RECORDS FOR THIS EXERCISE »
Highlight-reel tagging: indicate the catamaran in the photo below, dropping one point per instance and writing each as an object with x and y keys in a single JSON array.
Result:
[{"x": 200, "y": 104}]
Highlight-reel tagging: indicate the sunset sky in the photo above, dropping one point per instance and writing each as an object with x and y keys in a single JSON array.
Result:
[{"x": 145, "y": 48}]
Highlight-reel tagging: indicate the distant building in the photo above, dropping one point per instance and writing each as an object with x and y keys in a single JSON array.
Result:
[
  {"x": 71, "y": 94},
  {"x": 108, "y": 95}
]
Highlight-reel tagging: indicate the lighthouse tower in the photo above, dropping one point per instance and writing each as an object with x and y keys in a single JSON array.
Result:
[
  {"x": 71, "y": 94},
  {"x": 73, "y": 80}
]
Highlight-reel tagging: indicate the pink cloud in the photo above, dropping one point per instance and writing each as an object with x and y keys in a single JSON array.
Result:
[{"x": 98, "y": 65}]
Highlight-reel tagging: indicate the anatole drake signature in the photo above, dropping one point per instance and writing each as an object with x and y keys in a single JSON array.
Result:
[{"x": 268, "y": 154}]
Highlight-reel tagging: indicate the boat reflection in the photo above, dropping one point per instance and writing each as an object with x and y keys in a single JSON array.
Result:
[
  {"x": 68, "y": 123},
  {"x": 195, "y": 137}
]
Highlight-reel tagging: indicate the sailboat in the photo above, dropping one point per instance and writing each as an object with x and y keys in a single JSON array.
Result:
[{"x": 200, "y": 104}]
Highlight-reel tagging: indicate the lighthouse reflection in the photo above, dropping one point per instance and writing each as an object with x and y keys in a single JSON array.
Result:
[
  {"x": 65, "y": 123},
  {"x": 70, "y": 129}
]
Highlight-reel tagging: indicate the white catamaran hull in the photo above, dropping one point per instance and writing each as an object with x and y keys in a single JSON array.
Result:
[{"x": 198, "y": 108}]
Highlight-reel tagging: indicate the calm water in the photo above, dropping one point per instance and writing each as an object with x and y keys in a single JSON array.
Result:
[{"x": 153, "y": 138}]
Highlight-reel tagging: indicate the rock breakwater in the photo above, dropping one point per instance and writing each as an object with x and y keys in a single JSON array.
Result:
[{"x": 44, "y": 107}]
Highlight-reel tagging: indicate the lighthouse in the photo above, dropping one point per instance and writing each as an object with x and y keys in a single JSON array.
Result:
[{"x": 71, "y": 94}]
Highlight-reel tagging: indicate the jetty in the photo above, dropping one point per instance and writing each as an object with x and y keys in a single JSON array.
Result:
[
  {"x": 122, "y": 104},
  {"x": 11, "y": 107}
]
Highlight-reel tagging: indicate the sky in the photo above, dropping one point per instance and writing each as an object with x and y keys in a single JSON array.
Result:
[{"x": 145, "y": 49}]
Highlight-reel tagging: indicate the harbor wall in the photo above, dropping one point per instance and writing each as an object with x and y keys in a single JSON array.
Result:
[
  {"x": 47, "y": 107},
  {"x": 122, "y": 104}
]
--
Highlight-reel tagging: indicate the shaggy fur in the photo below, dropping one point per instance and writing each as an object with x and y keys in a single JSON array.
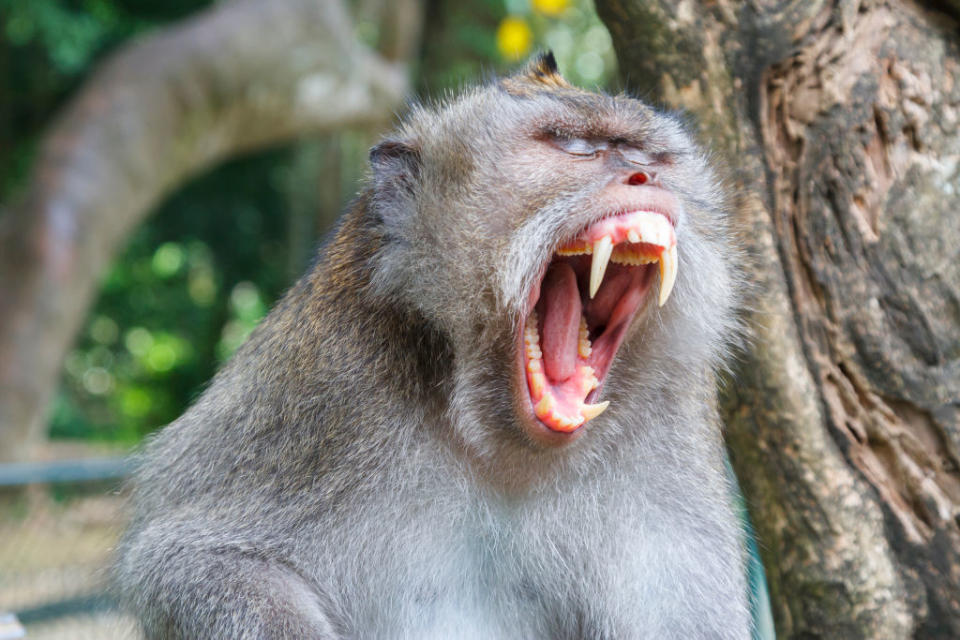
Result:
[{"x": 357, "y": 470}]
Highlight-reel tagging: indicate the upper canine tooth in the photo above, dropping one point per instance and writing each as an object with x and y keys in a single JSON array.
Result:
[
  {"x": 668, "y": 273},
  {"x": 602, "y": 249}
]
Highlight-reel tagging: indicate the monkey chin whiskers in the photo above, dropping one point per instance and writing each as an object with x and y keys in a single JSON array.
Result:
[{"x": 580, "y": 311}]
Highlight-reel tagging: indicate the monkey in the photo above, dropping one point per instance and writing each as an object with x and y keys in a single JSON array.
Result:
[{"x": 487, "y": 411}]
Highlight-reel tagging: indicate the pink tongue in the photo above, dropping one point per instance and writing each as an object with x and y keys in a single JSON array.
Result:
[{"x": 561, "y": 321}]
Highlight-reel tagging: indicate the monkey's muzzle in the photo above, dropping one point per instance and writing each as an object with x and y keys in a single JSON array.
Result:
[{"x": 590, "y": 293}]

WHAT THE TASK ASKS » Filter the entries and keep only the lines holding "lighthouse".

REPLY TO THE EXERCISE »
Highlight-reel tagging: indicate the lighthouse tower in the photo above, dropping one point per instance and writing each as an object with x and y keys in a single JSON array.
Highlight-reel tagging: indicate the lighthouse reflection in the photo above, dropping one point per instance and writing each as an object with x and y keys in a single JSON array.
Highlight-reel tagging: indicate the lighthouse in the photo above, dropping one point per instance and writing each as an object with x and y keys in a single JSON array.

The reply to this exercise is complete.